** Exercise details **
The entries should be restated word for word.

** Recorded information **
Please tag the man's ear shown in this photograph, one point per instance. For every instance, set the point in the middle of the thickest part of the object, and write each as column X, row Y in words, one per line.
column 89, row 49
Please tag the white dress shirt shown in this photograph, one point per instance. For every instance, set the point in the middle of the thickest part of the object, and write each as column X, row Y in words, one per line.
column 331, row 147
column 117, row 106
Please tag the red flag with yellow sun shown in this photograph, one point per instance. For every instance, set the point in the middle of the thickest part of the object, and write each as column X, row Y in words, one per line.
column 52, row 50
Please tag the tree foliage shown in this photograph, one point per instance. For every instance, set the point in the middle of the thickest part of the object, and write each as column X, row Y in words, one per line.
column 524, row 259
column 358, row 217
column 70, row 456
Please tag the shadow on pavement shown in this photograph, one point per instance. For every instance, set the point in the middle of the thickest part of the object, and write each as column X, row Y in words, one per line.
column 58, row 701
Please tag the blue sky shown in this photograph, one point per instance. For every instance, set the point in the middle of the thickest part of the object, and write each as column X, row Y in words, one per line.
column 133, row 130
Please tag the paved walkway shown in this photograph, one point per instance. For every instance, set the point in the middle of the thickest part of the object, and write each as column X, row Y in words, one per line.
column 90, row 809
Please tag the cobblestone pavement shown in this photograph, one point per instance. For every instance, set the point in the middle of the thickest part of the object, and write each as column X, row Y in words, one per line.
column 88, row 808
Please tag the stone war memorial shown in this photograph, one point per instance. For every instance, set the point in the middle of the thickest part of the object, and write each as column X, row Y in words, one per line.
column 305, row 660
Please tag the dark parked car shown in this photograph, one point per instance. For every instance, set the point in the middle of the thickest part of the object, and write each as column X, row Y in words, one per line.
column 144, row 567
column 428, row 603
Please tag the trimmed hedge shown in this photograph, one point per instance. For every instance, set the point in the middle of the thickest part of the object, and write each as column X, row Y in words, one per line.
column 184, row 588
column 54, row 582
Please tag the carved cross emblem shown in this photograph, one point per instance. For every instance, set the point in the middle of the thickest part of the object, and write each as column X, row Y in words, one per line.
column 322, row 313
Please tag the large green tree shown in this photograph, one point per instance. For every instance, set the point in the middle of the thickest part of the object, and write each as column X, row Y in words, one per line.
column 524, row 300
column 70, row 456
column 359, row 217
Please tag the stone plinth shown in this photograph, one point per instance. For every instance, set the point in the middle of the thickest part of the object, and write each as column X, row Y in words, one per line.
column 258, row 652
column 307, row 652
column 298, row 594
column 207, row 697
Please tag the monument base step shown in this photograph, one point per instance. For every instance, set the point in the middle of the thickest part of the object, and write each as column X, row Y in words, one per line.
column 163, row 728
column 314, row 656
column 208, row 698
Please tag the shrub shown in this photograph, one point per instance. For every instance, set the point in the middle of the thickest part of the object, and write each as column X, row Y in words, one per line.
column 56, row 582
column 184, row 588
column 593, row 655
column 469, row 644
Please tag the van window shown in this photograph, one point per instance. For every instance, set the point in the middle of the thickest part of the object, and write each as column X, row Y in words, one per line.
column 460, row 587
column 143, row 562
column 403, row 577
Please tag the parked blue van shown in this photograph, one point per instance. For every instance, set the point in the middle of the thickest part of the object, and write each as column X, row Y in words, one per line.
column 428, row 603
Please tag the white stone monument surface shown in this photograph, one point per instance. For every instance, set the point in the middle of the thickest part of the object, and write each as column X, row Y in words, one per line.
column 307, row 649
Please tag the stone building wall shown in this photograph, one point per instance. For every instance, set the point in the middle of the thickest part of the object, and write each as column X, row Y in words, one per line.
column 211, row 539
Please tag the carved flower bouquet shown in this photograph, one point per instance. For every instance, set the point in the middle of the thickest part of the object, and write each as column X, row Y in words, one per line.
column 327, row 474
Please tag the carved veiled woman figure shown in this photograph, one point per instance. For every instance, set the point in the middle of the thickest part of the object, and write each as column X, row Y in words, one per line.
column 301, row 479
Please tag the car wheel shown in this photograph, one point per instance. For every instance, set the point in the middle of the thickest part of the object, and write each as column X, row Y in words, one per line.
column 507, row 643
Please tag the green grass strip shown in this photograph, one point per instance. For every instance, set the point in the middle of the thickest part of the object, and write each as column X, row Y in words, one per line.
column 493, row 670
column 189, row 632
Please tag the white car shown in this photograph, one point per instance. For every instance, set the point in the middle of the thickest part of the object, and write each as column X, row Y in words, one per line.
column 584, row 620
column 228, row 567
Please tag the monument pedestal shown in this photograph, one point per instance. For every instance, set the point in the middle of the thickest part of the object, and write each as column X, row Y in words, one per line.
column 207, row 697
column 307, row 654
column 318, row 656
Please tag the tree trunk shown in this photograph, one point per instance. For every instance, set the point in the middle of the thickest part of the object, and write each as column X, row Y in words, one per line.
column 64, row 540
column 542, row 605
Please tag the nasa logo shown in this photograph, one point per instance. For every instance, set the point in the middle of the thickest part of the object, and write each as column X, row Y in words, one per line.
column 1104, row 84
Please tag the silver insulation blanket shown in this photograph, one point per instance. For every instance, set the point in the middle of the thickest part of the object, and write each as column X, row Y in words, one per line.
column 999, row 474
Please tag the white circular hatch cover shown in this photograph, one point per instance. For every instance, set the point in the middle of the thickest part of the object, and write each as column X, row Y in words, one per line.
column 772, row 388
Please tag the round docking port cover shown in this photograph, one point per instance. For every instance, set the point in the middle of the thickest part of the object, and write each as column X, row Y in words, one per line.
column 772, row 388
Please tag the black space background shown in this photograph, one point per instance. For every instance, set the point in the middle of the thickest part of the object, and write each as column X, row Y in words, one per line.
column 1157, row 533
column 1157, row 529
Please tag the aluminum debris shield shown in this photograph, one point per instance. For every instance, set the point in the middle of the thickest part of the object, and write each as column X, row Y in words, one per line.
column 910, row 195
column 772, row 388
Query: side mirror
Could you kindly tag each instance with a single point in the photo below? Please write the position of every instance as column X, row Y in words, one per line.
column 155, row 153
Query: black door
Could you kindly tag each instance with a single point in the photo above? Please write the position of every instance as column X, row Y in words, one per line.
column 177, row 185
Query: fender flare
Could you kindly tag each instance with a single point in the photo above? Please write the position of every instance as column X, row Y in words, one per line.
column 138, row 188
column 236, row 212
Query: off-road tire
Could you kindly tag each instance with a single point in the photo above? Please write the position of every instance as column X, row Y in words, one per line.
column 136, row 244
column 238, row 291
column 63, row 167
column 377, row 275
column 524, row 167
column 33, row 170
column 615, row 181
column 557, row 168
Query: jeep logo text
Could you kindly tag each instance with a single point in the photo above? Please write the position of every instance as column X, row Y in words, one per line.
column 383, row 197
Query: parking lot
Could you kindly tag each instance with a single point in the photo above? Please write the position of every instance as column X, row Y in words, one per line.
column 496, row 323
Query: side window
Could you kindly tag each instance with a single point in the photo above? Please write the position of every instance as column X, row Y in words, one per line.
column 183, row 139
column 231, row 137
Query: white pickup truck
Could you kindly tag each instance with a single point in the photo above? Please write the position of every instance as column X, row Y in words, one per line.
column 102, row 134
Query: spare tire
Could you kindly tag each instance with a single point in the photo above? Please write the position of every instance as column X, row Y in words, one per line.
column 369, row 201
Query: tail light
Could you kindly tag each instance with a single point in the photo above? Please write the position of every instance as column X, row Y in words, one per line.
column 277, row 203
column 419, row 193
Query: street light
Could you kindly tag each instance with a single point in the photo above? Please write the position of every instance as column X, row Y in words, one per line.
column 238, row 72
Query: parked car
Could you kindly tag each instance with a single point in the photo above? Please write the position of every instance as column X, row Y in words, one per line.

** Answer box **
Please tag the man's ear shown in this photograph, one point per instance. For every instance, set the point in the middle of the thickest part of the object, and write each as column X, row Y in words, one per line.
column 89, row 49
Please tag the white dress shirt shown in this photograph, one point per instance. For every instance, set the point in the middle of the thickest part of the object, and write each as column X, row Y in words, one per line.
column 331, row 147
column 117, row 106
Please tag the red flag with yellow sun shown in this photograph, one point per instance. For every instance, set the point in the middle of the thickest part of the object, and write each as column X, row Y in words, one per line.
column 52, row 50
Please tag the tree foliage shown in this photograph, one point per instance. For every instance, set the point in the middle of the thickest part of the object, and write each as column X, row Y in words, one per line.
column 524, row 259
column 358, row 217
column 70, row 456
Please tag the shadow on pavement shown in this photograph, one point per instance. For every instance, set the point in the middle of the thickest part of the object, and write each as column X, row Y in words, one per line.
column 58, row 701
Please tag the blue sky shown in this photograph, one point per instance. For every instance, set the point in the middle of the thickest part of the object, and write each as column X, row Y in words, one per line.
column 133, row 130
Please tag the paved walkway shown in this photograph, one point per instance. For every instance, set the point in the middle of the thickest part of the object, and write each as column X, row Y in words, one per line.
column 90, row 809
Please tag the cobblestone pavement shown in this photograph, one point per instance. For every instance, set the point in the middle of the thickest part of the object, and write each as column X, row Y in words, one per line.
column 88, row 808
Please tag the stone war memorial shown in this photograph, one point per instance. For every instance, set the point in the middle of the thickest part of the object, and write each as column X, row Y in words, one per line.
column 305, row 660
Please tag the dark parked car shown in this photograph, one point per instance. For every instance, set the point in the middle of the thickest part of the object, and write each as column X, row Y in words, one per line.
column 144, row 567
column 428, row 603
Please tag the trimmed hedge shown in this photograph, one point per instance. For every instance, set the point in the middle of the thickest part of the object, and write each as column X, row Y in words, one per line.
column 184, row 588
column 54, row 582
Please tag the carved cross emblem shown in this photograph, one point per instance. For every instance, set the point in the middle of the thickest part of the object, and write each as column X, row Y in words, one per line.
column 322, row 313
Please tag the large green tree shown in this photograph, one point per instance. For every instance, set the point in the middle of the thickest part of the object, and write each as column X, row Y in words, one per line.
column 524, row 300
column 70, row 456
column 359, row 217
Please tag the stone plinth shown in this photograph, one point per instance. For every instance, set the point in the middle of the thickest part of the object, and write each as column X, row Y in words, one per line.
column 258, row 652
column 307, row 652
column 298, row 594
column 207, row 697
Please tag the monument base step shown in this photograph, one point per instance. For every instance, set the point in the middle of the thickest part of the object, and write each as column X, row Y in words, one per line.
column 163, row 728
column 314, row 656
column 208, row 698
Please tag the shrub shown in this photograph, one point per instance. For every instance, set the point in the middle of the thickest part of the object, and write each as column X, row Y in words, one per line.
column 56, row 582
column 184, row 588
column 593, row 655
column 469, row 644
Please tag the van window shown in this photograph, one point per instance. For every instance, set the point in the middle of the thickest part of the object, and write each as column X, row Y in words, one per line.
column 460, row 587
column 143, row 562
column 403, row 577
Please tag the parked blue van shown in this photograph, one point per instance. For every instance, set the point in the middle of the thickest part of the object, and write each as column X, row Y in words, one per line.
column 428, row 603
Please tag the white stone monument surface shown in this photograph, one point per instance. For every instance, set the point in the middle of the thickest part of the object, and write each as column X, row Y in words, one per line.
column 307, row 649
Please tag the stone building wall shown in this photograph, one point per instance. For every instance, set the point in the middle of the thickest part of the object, and write each as column X, row Y in words, one per line.
column 211, row 539
Please tag the carved flower bouquet shown in this photograph, one point per instance. For every instance, set the point in the middle of the thickest part of the object, and write each as column X, row Y in words, one per line.
column 327, row 474
Please tag the carved veiled woman figure shown in this photograph, one point per instance. For every instance, set the point in the middle of the thickest part of the object, and write each as column X, row Y in words, one per line.
column 301, row 479
Please tag the car wheel shown in this photograph, one point per instance. For every instance, set the point in the middle of the thickest part of the object, and write each as column X, row Y in words, one per line.
column 507, row 643
Please tag the green grass strip shown in this photograph, one point per instance. For every instance, set the point in the middle of the thickest part of the object, and write each as column X, row Y in words, one per line.
column 493, row 670
column 189, row 632
Please tag the white car shown in this photograph, one point per instance. For every instance, set the point in the middle of the thickest part of the object, and write each as column X, row Y in words, one per line.
column 584, row 620
column 228, row 567
Please tag the monument pedestal shown in this photograph, one point per instance. For every instance, set the point in the middle of the thickest part of the object, and write each as column X, row Y in words, one per line.
column 207, row 697
column 307, row 654
column 318, row 656
Please tag the tree trunk shown in this photograph, one point per instance. For every instance, set the point in the middle of the thickest part of the object, and write each as column X, row Y in words, one per line.
column 64, row 540
column 542, row 605
Please tag the nasa logo shown in this photograph, one point per instance. For every instance, set the point in the middle of the thickest part of the object, and write each as column X, row Y in words, one per line.
column 1104, row 84
Please tag the silver insulation blanket shown in this photograph, one point per instance. For every instance, set the point in the middle of the thickest part of the object, and write each as column X, row Y in words, one per line.
column 999, row 474
Please tag the white circular hatch cover shown in this photograph, one point per instance. For every instance, set the point in the middle of the thickest part of the object, and write each as column X, row Y in words, one per line.
column 772, row 388
Please tag the round docking port cover shown in this photograph, one point per instance. For every instance, set the point in the middle of the thickest part of the object, and write each as column X, row Y in words, one per line.
column 772, row 388
Please tag the black space background shown in this photograph, one point per instance. For every instance, set the point in the middle of the thickest part of the object, and write each as column X, row Y in words, one per line.
column 1157, row 533
column 1157, row 529
Please tag the aluminum debris shield shown in this photograph, one point per instance. For every instance, set the point in the middle of the thickest part of the object, and write each as column X, row Y in words, one per line.
column 910, row 195
column 772, row 388
Query: side mirror
Could you kindly tag each instance with a single point in the photo below? Please write the position of every instance as column X, row Y in words, one per line.
column 155, row 153
Query: black door
Could you kindly tag each instance with a single point in the photo above? Please write the position of every instance as column X, row Y in words, one per line.
column 177, row 185
Query: fender flare
Could you kindly tag each instance with a single point in the photo above? Please write the position of every instance as column X, row Y in words, one per line.
column 138, row 188
column 236, row 212
Query: off-road tire
Could you kindly tag each instance with a single point in the photo above? Please write the position of every instance as column X, row Y in words, one per line.
column 136, row 244
column 238, row 291
column 63, row 167
column 377, row 275
column 524, row 167
column 33, row 170
column 615, row 181
column 557, row 168
Query: jeep logo text
Could you kindly tag each instance with a single point in the photo above? Please write the position of every instance as column X, row Y in words, one per line.
column 383, row 197
Query: parking lot
Could you kindly tag each instance with a single point in the photo above? Please write the position of every instance as column X, row Y in words, one per line.
column 496, row 323
Query: side window
Could you kindly tag each instance with a single point in the photo above? Please write the position of every instance as column X, row Y in words, one per line.
column 183, row 139
column 231, row 137
Query: white pickup truck
Could you kindly tag each instance with a single point in the photo above? Please write the position of every instance as column X, row Y in words, one per line.
column 102, row 134
Query: spare tire
Could you kindly tag each instance with a single point in the photo above? Please write the position of every instance as column X, row Y in words, one per line.
column 369, row 201
Query: tail light
Could you kindly tag each instance with a single point in the photo above? Please write the position of every instance as column X, row Y in words, one per line.
column 277, row 203
column 419, row 193
Query: street light
Could you kindly tag each instance with a single point in the photo above? Please write the position of every instance as column X, row Y in words, one per line.
column 238, row 72
Query: parked car
Could you kindly tag each instance with a single point in the photo above? Please write the position of every instance as column X, row Y in words, one per line.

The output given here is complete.